_REQUIRED TASK_
In the email reply below, which RFC is said to describe the DKIM Service Architecture?

Alessandro Vesely wrote:
> On 01.05.2011 10:38, Hector Santos wrote:
>> Again, its about protocol consistency.  So maybe I should ask the 
>> chairs for:
>>
>>           "Consensus needs to be reevaluated"
> 
> IMHO, it needs not:  It is premature to define an ODID now.  ADSP is
> considered somewhat broken, and for this message, for example, it seems that
> the relevant id should be "mipassoc.org" rather than "tana.it".  ODID would
> risk to be a candidate for removal like AUID.

IMV, ADSP is only broken in that it didn't allow you to declare you 
were allowing mipassoc.org to sign for you or in general

       "My Mail Is Always Signed - by me or someone else."

The only point here is that you did declare an ADSP record 
(DKIM=UKNOWN) and to get that record, the verifier needs an ODID to be 
an identity to satisfy the DKIM Service Architecture as described in 
RFC5585.   All the arguable semantics of its value is not the point in 
the same way regarding the value of SDID.

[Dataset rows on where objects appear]
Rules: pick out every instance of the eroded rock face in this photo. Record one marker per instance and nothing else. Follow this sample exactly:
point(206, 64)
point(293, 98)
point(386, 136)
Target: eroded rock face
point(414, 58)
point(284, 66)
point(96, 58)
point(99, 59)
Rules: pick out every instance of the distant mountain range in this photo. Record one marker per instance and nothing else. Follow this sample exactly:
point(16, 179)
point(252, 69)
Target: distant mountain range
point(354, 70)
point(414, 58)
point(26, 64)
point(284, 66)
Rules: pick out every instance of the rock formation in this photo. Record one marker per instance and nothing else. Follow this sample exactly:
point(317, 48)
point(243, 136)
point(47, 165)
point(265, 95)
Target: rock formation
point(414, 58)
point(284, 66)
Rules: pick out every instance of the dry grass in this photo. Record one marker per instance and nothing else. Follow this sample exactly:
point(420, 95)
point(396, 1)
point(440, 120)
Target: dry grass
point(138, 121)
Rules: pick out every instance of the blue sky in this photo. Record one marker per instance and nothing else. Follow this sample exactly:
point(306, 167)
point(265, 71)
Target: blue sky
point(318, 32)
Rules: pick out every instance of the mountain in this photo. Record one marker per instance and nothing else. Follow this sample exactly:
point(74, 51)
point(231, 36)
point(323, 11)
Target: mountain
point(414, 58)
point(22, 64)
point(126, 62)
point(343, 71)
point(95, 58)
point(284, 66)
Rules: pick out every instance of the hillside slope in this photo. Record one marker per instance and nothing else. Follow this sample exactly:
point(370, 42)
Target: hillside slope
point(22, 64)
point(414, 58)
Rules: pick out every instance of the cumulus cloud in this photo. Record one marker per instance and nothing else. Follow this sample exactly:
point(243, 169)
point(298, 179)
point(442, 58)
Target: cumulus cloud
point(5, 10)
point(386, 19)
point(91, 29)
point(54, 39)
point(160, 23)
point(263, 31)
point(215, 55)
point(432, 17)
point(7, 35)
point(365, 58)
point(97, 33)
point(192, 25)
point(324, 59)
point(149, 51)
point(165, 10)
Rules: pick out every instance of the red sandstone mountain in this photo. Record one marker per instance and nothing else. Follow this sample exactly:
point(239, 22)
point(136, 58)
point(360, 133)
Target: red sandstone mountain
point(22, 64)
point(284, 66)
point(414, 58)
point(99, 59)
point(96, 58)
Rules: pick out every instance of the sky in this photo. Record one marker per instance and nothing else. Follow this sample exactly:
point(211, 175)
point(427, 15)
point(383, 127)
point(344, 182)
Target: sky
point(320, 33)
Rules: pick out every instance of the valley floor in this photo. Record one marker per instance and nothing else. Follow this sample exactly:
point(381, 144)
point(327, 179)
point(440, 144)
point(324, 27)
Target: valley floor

_PROBLEM SOLUTION_
RFC5585